Data excerpts
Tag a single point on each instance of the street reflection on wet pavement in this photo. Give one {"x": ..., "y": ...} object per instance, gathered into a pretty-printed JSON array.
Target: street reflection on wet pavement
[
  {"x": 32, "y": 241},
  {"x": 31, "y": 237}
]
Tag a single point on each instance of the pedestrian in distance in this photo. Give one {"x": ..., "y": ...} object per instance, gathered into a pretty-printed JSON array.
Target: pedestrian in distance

---

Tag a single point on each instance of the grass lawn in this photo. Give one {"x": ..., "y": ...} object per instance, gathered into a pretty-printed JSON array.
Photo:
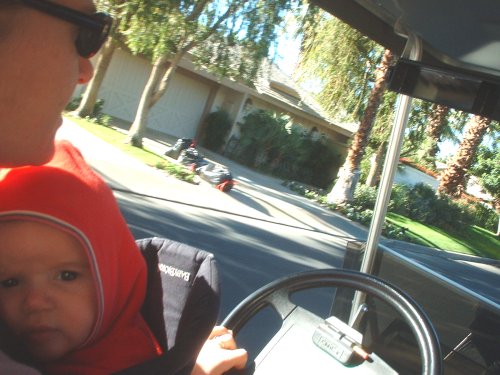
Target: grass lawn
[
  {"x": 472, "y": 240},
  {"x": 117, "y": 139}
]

▶ _Your objective_: Above are some records; copy exactly the lines from the one with "Tag a single point on each instance of the street" through the one with "Target: pedestrian in distance", both included, and no others.

▶ _Answer_:
Tag a single point on each instance of the street reflection on wet pavement in this photo. Give one {"x": ..., "y": ...} object per instance, gathered into a pretty-printed JSON array.
Target: street reflection on wet pavement
[
  {"x": 32, "y": 241},
  {"x": 31, "y": 237}
]
Tag a single point on each instance of the pedestrian in distance in this photo. Give one {"x": ..., "y": ...} object per instance, gathered into a pretty-printed JSON array.
Target: pedestrian in distance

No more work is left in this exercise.